ACTIVITY — Give back exactly the lines from the one holding "of the bridge" to the last line of the entries, both included, and nothing more.
⁂
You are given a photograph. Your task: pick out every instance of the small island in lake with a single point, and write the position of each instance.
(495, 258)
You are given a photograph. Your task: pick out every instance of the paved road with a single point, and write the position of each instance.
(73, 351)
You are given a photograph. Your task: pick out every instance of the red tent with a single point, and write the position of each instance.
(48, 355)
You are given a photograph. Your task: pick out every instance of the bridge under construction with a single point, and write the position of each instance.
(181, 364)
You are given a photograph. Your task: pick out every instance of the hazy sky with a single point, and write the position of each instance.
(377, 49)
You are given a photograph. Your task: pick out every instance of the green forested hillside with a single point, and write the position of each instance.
⁂
REPLY —
You are given a photograph. Your task: pick out every instance of the bridge under construction with a single point, and write the position of each instance.
(181, 364)
You are given a photograph. Your task: pick out every instance of the hazy sky with a single point, and write the position of each instance.
(377, 49)
You are given a photograph. Your task: pick out every instance of the green forested hillside with a single point, and write the position of each instance.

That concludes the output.